> 解くべき問題
怒りを扱った本文によると、副腎から分泌されるアドレナリンが血流中に大量に流れ込むと、何が増しますか。

若い人は尋ねる…
どうしてわたしは腹を立てるのだろう
「僕は怒るとめちゃくちゃに暴れるので,だれも僕のそばに来たがらない。……顔が真っ赤になる。……わめくだけのこともある」― 11歳のエバン。
あなたの好きなブラウスを妹が台なしにする。先生のテストの採点は不公平だ。一番必要なときにヘアドライヤーが動かない。多くの若者にとって,そのような迷惑や不公平や不自由は何でも,怒りという激しい感情を爆発させる引き金になります。
ヘルス誌に載った,ジョージア・ウィトキン-ラノイル博士の書いた記事の中に,次のような説明がありました。「脳がいらだたしい出来事に反応すると,自律神経が刺激される。副腎から分泌されるアドレナリンが血流中に大量に流れ込むようになり,心臓の鼓動や呼吸が増す。それに刺激されて,蓄えられていた糖分が放出され,エネルギーが生まれる」。
どんな結果になるでしょうか。ウィトキン-ラノイル博士は続けてこう述べています。「我々が自分自身のアドレナリンの影響によって取る行動は,過度の反応であることが少なくない。金切り声を上げたり,うそが半分のいやな悪口を浴びせたり,たたいたり,傷つけたり,壊したり,むっとして出て行くようなことをしたりする」。ティーン誌のある記事でも同じように,怒ると「心にもないことを言って友人を失う危険がある。体の内部に痛みを感じる場合もある」と述べられていました。

> データ行
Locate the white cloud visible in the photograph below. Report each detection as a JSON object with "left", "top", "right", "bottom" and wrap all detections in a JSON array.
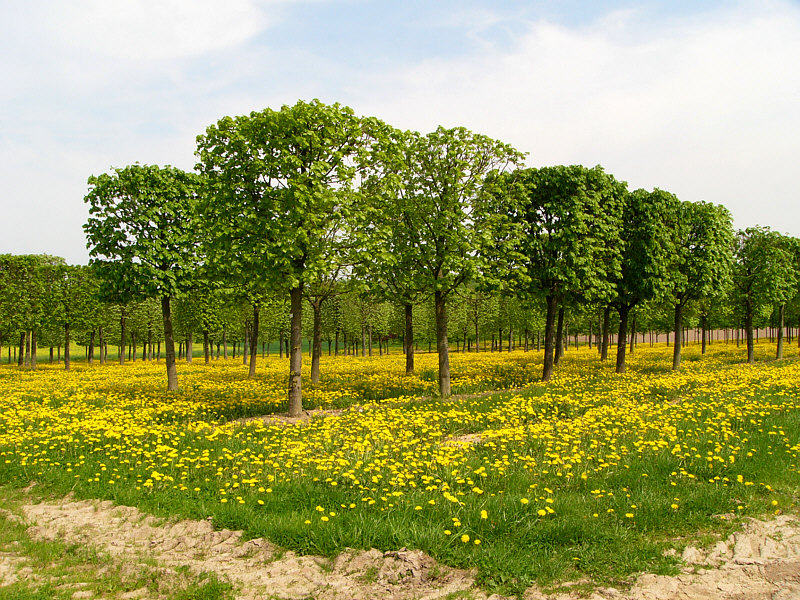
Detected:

> 回答
心臓の鼓動や呼吸が増します。